• DESCRIPTION OF THE TASK:
Please write out every entry below, word for word.

====

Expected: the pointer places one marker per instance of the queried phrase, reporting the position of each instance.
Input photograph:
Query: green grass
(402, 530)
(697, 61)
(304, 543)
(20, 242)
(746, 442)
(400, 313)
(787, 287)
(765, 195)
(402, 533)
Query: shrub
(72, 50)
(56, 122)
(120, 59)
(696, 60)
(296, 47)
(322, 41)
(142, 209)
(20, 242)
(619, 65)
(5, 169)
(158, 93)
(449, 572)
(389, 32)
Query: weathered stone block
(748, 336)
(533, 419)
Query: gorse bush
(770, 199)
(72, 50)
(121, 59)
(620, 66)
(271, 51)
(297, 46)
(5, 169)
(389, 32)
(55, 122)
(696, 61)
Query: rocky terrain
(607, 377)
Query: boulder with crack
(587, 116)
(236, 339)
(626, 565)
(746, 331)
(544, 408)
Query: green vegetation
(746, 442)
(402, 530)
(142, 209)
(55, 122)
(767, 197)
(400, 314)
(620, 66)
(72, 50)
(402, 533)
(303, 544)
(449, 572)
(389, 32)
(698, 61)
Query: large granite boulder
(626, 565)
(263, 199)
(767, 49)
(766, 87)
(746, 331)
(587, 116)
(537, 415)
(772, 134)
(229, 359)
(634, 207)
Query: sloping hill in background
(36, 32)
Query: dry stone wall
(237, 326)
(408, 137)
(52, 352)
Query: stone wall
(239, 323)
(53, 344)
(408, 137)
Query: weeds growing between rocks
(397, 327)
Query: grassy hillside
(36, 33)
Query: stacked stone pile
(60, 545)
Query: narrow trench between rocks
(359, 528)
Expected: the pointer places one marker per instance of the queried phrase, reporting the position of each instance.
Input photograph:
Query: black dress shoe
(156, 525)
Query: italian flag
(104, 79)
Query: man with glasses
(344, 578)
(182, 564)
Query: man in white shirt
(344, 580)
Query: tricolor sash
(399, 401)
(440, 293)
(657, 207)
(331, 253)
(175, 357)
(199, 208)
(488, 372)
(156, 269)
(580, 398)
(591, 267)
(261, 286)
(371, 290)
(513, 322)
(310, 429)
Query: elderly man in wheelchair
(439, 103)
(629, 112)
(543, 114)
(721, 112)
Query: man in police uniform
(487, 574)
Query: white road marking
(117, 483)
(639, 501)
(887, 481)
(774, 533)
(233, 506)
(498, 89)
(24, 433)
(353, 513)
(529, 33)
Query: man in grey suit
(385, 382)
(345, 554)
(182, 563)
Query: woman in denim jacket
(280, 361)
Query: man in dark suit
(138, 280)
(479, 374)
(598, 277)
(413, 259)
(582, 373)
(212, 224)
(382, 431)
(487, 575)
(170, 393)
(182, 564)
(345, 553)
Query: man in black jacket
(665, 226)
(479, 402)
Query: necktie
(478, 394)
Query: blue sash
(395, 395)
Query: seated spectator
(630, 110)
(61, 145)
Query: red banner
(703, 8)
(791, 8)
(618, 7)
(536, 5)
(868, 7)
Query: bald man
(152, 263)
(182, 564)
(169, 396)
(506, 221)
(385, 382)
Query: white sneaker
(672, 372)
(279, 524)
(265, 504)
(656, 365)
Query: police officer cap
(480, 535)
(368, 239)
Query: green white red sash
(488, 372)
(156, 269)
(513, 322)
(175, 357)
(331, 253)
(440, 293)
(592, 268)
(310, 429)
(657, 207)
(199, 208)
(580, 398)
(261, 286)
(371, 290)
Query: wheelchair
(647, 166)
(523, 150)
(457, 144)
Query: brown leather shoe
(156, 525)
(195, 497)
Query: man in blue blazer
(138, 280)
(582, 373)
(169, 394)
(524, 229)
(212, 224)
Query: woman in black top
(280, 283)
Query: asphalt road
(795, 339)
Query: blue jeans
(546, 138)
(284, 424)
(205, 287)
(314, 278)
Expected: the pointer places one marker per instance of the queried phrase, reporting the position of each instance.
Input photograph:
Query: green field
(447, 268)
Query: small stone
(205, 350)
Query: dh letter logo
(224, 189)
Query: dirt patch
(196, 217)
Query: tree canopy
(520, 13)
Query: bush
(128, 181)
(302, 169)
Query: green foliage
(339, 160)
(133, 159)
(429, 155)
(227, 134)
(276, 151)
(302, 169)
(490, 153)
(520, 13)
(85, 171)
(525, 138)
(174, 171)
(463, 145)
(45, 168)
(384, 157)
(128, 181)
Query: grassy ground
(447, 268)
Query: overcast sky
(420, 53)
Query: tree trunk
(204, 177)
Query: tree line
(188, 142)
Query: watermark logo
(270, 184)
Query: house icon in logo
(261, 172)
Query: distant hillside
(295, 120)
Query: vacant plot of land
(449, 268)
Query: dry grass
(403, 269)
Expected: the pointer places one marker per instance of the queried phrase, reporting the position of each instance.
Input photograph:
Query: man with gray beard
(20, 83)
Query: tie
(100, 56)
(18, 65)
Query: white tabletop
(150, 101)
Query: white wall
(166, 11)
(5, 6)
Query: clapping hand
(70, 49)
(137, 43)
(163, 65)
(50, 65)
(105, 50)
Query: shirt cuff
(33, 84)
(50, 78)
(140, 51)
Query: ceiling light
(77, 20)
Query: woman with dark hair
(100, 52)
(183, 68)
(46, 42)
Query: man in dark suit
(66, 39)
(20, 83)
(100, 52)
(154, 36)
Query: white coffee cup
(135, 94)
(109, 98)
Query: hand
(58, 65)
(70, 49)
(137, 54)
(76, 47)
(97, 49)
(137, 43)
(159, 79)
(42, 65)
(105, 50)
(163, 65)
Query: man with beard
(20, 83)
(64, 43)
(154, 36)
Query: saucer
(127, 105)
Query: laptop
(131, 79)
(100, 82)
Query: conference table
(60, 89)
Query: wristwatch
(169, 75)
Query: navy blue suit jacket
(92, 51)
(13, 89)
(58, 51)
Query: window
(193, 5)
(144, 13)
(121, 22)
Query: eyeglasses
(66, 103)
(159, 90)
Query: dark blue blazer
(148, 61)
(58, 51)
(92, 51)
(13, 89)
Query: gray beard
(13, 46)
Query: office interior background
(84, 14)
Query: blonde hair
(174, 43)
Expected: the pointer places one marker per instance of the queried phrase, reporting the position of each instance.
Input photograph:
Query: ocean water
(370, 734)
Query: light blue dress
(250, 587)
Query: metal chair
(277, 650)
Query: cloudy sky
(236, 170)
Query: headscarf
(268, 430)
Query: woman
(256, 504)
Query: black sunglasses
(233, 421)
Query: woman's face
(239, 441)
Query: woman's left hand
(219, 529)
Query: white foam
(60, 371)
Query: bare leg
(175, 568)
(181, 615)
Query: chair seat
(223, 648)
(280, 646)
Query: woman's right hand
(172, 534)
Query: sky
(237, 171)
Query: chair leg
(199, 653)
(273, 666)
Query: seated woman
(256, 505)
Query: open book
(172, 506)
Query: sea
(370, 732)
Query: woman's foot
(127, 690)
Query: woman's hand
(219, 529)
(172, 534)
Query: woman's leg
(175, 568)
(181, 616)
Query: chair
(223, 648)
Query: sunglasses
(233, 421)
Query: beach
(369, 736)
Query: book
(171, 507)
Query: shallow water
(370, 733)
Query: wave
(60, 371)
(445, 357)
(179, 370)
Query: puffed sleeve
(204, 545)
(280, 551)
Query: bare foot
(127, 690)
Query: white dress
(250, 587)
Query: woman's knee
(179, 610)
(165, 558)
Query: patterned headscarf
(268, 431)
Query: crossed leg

====

• YOUR SOLUTION:
Expected: the pointer places one marker per instance of the queried phrase, reporting the position of each instance.
Input photograph:
Query: green grass
(402, 530)
(697, 61)
(304, 543)
(20, 242)
(746, 442)
(400, 313)
(787, 287)
(765, 195)
(402, 533)
Query: shrub
(72, 50)
(56, 122)
(120, 59)
(696, 60)
(296, 47)
(322, 41)
(142, 209)
(20, 242)
(619, 65)
(5, 169)
(158, 93)
(449, 572)
(389, 32)
Query: weathered stone block
(748, 336)
(533, 419)
Query: gorse bush
(770, 199)
(72, 50)
(121, 59)
(620, 66)
(271, 51)
(297, 46)
(5, 169)
(389, 32)
(55, 122)
(696, 61)
Query: rocky terrain
(607, 377)
Query: boulder with crack
(587, 116)
(236, 339)
(626, 565)
(746, 331)
(544, 408)
Query: green vegetation
(746, 442)
(402, 530)
(142, 209)
(55, 122)
(767, 197)
(400, 314)
(620, 66)
(72, 50)
(402, 533)
(303, 544)
(449, 572)
(389, 32)
(698, 61)
Query: large granite boulder
(626, 565)
(263, 199)
(767, 49)
(766, 87)
(746, 331)
(587, 116)
(537, 415)
(772, 134)
(229, 359)
(634, 207)
Query: sloping hill in background
(36, 32)
Query: dry stone wall
(237, 326)
(408, 137)
(52, 352)
Query: stone wall
(239, 323)
(53, 344)
(408, 137)
Query: weeds growing between rocks
(397, 327)
Query: grassy hillside
(36, 33)
Query: stacked stone pile
(60, 545)
Query: narrow trench between rocks
(359, 528)
Expected: the pointer places one marker per instance of the queried phrase, reporting the position of each instance.
Input photograph:
Query: black dress shoe
(156, 525)
Query: italian flag
(104, 79)
Query: man with glasses
(344, 578)
(182, 564)
Query: man in white shirt
(344, 580)
Query: tricolor sash
(399, 401)
(440, 293)
(657, 207)
(331, 253)
(175, 357)
(199, 208)
(488, 372)
(156, 269)
(580, 398)
(591, 267)
(261, 286)
(371, 290)
(513, 322)
(310, 429)
Query: elderly man in wheelchair
(439, 103)
(629, 112)
(543, 114)
(721, 112)
Query: man in police uniform
(487, 574)
Query: white road marking
(117, 483)
(639, 501)
(887, 481)
(774, 533)
(233, 506)
(498, 89)
(24, 433)
(353, 513)
(529, 33)
Query: man in grey suit
(385, 382)
(345, 554)
(182, 563)
Query: woman in denim jacket
(280, 361)
Query: man in dark suit
(138, 280)
(479, 374)
(598, 277)
(413, 259)
(582, 373)
(212, 224)
(382, 431)
(487, 575)
(170, 393)
(182, 564)
(345, 553)
Query: man in black jacket
(665, 226)
(479, 402)
Query: necktie
(478, 394)
Query: blue sash
(395, 395)
Query: seated spectator
(630, 110)
(61, 145)
Query: red banner
(703, 8)
(791, 8)
(618, 7)
(536, 5)
(868, 7)
Query: bald man
(152, 263)
(182, 564)
(169, 396)
(506, 221)
(385, 382)
Query: white sneaker
(672, 372)
(279, 524)
(265, 504)
(656, 365)
Query: police officer cap
(480, 535)
(368, 239)
Query: green white red sash
(488, 372)
(156, 269)
(513, 322)
(175, 357)
(331, 253)
(440, 293)
(592, 268)
(310, 429)
(657, 207)
(199, 208)
(580, 398)
(261, 286)
(371, 290)
Query: wheelchair
(647, 166)
(523, 150)
(457, 144)
Query: brown leather shoe
(156, 525)
(195, 497)
Query: man in blue blazer
(138, 280)
(582, 373)
(169, 394)
(524, 229)
(212, 224)
Query: woman in black top
(280, 283)
Query: asphalt road
(795, 339)
Query: blue jeans
(546, 138)
(284, 424)
(205, 287)
(314, 278)
Expected: the pointer places one marker per instance of the queried phrase, reporting the position of each instance.
Input photograph:
Query: green field
(447, 268)
Query: small stone
(205, 350)
Query: dh letter logo
(224, 189)
Query: dirt patch
(196, 217)
Query: tree canopy
(520, 13)
Query: bush
(128, 181)
(302, 169)
Query: green foliage
(339, 160)
(133, 159)
(429, 155)
(227, 134)
(276, 151)
(302, 169)
(490, 153)
(520, 13)
(85, 171)
(525, 138)
(174, 171)
(463, 145)
(45, 168)
(384, 157)
(128, 181)
Query: grassy ground
(447, 268)
Query: overcast sky
(420, 53)
Query: tree trunk
(204, 177)
Query: tree line
(188, 142)
Query: watermark logo
(270, 184)
Query: house icon in logo
(261, 172)
Query: distant hillside
(295, 120)
Query: vacant plot of land
(449, 268)
Query: dry grass
(403, 269)
Expected: the pointer places one marker per instance of the queried phrase, reporting the position of each instance.
Input photograph:
Query: man with gray beard
(20, 83)
Query: tie
(100, 56)
(18, 65)
Query: white tabletop
(150, 101)
Query: white wall
(166, 11)
(5, 6)
Query: clapping hand
(70, 49)
(137, 43)
(163, 65)
(50, 65)
(105, 50)
Query: shirt cuff
(33, 84)
(50, 78)
(140, 51)
Query: ceiling light
(77, 20)
Query: woman with dark hair
(100, 52)
(183, 68)
(46, 42)
Query: man in dark suit
(66, 39)
(20, 83)
(100, 52)
(154, 36)
Query: white coffee cup
(135, 94)
(109, 98)
Query: hand
(58, 65)
(70, 49)
(137, 54)
(76, 47)
(97, 49)
(137, 43)
(159, 79)
(42, 65)
(105, 50)
(163, 65)
Query: man with beard
(20, 83)
(64, 43)
(154, 36)
Query: saucer
(127, 105)
Query: laptop
(131, 79)
(100, 82)
Query: conference table
(60, 89)
Query: wristwatch
(169, 75)
Query: navy blue suit jacket
(92, 51)
(13, 89)
(58, 51)
Query: window
(193, 5)
(144, 13)
(121, 22)
Query: eyeglasses
(66, 103)
(159, 90)
Query: dark blue blazer
(148, 61)
(58, 51)
(92, 51)
(13, 89)
Query: gray beard
(13, 46)
Query: office interior background
(84, 14)
Query: blonde hair
(174, 43)
Expected: the pointer places one marker per instance of the queried phrase, reporting the position of each instance.
Input photograph:
Query: ocean water
(370, 734)
Query: light blue dress
(250, 587)
Query: metal chair
(277, 650)
Query: cloudy sky
(236, 170)
Query: headscarf
(268, 430)
Query: woman
(256, 504)
Query: black sunglasses
(233, 421)
Query: woman's face
(239, 441)
Query: woman's left hand
(219, 529)
Query: white foam
(60, 371)
Query: bare leg
(175, 568)
(181, 615)
Query: chair seat
(223, 648)
(280, 646)
Query: woman's right hand
(172, 534)
Query: sky
(237, 171)
Query: chair leg
(199, 653)
(273, 666)
Query: seated woman
(256, 505)
Query: open book
(172, 506)
Query: sea
(370, 732)
Query: woman's foot
(127, 690)
Query: woman's hand
(219, 529)
(172, 534)
Query: woman's leg
(175, 568)
(181, 616)
Query: chair
(223, 648)
Query: sunglasses
(233, 421)
Query: beach
(369, 736)
Query: book
(171, 507)
Query: shallow water
(370, 733)
Query: wave
(60, 371)
(445, 357)
(179, 370)
Query: puffed sleeve
(204, 545)
(280, 551)
Query: bare foot
(127, 690)
Query: white dress
(250, 587)
Query: woman's knee
(179, 610)
(165, 558)
Query: patterned headscarf
(268, 431)
Query: crossed leg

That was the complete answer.